Dosing Begins in Phase 1/2 Trial of BX004 for P. aeruginosa Infections
Two patients have been dosed in a clinical trial testing BX004, a nebulized phage therapy designed to kill Pseudomonas aeruginosa, the most common cause of lung infections in people with cystic fibrosis (CF).
The Phase 1b/2a trial (NCT05010577), which is funded by the Cystic Fibrosis Foundation and underway in the U.S. and Israel, will determine how safe and effective BX004 is in adult CF patients with chronic P. aeruginosa infections.
P. aeruginosa is a bacterium commonly found in lung infections of people with CF. Most importantly, the bacterium can undergo changes that enable it to become resistant to antibiotics, leading to a decline in lung function and worse health outcomes.
The use of bacteriophage (phage) therapies — viruses that kill particular strains of bacteria without harming beneficial bacteria or human cells — offers a potential alternative to the current problem of antibiotic-resistant bacteria.
BX004 comprises a phage mixture or cocktail designed to target P. aeruginosa strains.

DATA SHOWN >>
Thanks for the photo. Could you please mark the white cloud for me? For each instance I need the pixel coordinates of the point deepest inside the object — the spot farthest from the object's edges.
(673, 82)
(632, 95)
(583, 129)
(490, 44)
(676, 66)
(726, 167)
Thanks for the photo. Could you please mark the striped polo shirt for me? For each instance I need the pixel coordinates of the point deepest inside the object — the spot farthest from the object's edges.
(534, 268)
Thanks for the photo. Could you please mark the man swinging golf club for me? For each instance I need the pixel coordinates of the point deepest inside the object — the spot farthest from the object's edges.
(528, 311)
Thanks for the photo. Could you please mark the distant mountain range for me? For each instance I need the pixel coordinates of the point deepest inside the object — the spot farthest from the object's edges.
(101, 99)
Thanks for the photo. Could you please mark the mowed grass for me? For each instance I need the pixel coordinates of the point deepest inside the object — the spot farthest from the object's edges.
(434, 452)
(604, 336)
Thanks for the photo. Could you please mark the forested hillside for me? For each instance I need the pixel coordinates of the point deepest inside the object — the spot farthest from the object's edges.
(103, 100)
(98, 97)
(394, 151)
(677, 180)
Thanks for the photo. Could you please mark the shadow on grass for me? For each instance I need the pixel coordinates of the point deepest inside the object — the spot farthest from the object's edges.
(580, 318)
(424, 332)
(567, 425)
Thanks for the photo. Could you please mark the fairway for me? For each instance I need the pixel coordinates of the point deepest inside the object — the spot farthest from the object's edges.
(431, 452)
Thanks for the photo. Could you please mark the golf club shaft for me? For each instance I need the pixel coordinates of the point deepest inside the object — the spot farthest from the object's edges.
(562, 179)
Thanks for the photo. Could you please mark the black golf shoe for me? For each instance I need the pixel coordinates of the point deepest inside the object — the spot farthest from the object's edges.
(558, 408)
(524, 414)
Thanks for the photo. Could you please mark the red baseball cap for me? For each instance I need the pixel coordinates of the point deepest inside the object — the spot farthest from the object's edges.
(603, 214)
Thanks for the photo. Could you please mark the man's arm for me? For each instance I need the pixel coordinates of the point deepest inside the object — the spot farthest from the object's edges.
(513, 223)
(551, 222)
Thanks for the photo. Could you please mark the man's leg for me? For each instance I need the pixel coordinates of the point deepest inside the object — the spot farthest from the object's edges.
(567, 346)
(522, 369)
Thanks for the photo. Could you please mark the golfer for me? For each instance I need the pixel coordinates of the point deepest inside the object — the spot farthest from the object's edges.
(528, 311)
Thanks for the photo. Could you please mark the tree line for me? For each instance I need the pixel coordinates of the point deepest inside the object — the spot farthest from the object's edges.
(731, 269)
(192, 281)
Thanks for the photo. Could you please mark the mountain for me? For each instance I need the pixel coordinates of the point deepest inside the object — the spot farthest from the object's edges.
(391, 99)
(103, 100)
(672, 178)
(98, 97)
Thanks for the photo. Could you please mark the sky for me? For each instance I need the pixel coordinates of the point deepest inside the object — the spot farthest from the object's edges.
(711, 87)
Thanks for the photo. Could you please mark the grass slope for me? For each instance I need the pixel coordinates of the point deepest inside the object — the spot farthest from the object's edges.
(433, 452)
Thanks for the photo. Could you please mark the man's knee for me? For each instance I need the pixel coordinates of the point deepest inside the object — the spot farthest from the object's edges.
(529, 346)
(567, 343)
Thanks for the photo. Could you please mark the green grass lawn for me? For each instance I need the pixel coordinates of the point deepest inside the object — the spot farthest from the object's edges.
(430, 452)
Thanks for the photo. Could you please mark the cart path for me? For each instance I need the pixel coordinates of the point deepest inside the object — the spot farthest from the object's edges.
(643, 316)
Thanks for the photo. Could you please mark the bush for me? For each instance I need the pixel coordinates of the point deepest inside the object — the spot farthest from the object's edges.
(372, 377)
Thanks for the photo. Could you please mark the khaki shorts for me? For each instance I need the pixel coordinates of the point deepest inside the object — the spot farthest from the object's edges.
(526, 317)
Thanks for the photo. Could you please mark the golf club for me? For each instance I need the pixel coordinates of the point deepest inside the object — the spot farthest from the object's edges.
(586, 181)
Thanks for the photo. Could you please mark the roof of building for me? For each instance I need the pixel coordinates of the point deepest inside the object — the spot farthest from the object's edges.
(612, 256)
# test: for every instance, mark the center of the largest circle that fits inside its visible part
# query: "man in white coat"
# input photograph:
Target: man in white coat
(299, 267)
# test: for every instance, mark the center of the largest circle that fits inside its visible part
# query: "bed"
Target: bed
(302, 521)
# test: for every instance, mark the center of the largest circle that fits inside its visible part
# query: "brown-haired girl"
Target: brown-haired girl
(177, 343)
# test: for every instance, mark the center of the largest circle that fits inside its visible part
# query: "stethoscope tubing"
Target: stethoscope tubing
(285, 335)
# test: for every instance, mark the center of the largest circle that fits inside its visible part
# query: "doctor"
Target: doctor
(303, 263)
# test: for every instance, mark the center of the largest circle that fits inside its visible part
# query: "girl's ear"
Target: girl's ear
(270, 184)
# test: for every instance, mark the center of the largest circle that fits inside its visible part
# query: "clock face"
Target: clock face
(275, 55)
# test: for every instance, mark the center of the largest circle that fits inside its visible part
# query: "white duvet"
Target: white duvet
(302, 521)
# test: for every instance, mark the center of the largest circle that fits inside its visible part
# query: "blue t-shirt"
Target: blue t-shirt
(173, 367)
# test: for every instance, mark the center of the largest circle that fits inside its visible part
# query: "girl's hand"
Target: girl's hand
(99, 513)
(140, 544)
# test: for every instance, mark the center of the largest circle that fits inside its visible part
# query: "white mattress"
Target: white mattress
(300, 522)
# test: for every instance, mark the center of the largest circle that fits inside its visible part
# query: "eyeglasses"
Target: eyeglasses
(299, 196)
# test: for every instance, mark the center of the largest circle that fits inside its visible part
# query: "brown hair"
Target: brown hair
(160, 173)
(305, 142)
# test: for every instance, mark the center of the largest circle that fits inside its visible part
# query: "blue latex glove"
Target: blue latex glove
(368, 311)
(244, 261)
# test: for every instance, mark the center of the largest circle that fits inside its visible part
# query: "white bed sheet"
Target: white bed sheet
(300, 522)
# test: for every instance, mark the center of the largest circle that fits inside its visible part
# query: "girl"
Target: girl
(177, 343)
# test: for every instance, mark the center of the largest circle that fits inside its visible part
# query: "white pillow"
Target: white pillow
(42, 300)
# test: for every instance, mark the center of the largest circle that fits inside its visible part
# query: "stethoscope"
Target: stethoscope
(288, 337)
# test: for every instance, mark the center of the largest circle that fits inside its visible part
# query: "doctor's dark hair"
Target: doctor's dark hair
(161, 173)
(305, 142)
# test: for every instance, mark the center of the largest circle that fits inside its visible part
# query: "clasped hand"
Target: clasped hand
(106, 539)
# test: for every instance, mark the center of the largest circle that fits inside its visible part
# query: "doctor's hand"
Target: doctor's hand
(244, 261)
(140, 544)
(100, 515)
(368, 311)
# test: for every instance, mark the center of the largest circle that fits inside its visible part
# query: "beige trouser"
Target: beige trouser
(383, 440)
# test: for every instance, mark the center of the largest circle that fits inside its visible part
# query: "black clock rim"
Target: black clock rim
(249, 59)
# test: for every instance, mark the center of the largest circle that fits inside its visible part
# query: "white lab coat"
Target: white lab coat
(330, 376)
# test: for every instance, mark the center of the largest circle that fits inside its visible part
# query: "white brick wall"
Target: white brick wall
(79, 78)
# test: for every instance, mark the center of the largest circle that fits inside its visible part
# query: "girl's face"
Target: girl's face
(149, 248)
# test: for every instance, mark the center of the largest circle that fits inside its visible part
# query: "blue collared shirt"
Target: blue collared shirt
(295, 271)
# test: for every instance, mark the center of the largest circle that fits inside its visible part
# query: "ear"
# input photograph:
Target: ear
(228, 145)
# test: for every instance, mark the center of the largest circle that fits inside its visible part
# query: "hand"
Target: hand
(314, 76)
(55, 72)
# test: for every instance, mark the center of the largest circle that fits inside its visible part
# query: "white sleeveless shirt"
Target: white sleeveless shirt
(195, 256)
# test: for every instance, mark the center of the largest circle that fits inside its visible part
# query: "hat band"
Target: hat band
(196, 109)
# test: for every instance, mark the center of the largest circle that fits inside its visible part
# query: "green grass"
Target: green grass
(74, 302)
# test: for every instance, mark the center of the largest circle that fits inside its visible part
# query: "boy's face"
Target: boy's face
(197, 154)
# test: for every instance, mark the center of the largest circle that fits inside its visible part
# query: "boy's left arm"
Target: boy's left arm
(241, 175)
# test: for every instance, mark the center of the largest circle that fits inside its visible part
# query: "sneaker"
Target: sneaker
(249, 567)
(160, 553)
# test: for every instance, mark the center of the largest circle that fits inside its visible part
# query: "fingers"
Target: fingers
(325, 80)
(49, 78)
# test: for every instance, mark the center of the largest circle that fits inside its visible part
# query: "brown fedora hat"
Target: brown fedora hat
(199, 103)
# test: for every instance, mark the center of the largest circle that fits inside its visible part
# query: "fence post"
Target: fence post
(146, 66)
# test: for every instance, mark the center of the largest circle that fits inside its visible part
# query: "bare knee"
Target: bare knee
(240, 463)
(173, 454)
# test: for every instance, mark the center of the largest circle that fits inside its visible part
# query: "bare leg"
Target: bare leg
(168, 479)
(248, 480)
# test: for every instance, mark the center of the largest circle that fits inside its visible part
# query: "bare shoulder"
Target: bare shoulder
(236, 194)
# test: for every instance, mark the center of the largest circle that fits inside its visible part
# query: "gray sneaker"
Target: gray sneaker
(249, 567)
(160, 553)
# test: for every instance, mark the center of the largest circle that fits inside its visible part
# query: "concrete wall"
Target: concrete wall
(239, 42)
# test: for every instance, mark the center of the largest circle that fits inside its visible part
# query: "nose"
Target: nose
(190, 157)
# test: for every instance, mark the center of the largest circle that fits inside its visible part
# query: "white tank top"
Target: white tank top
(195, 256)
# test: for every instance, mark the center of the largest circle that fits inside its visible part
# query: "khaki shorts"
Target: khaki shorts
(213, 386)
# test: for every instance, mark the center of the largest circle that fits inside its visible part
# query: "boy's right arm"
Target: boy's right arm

WORK TASK 1 >> Swap "bacterium" for "microbe" as you write out the BX004 article, beginning at the words "The Phase 1b/2a" and stopping after "P. aeruginosa strains.".
WORK TASK 2 >> According to the BX004 article, which organization funds the Phase 1b/2a trial?
Rely only on the BX004 article.

RESPONSE AREA 1 >>
The Phase 1b/2a trial (NCT05010577), which is funded by the Cystic Fibrosis Foundation and underway in the U.S. and Israel, will determine how safe and effective BX004 is in adult CF patients with chronic P. aeruginosa infections.
P. aeruginosa is a microbe commonly found in lung infections of people with CF. Most importantly, the microbe can undergo changes that enable it to become resistant to antibiotics, leading to a decline in lung function and worse health outcomes.
The use of bacteriophage (phage) therapies — viruses that kill particular strains of bacteria without harming beneficial bacteria or human cells — offers a potential alternative to the current problem of antibiotic-resistant bacteria.
BX004 comprises a phage mixture or cocktail designed to target P. aeruginosa strains.

RESPONSE AREA 2 >> The Cystic Fibrosis Foundation.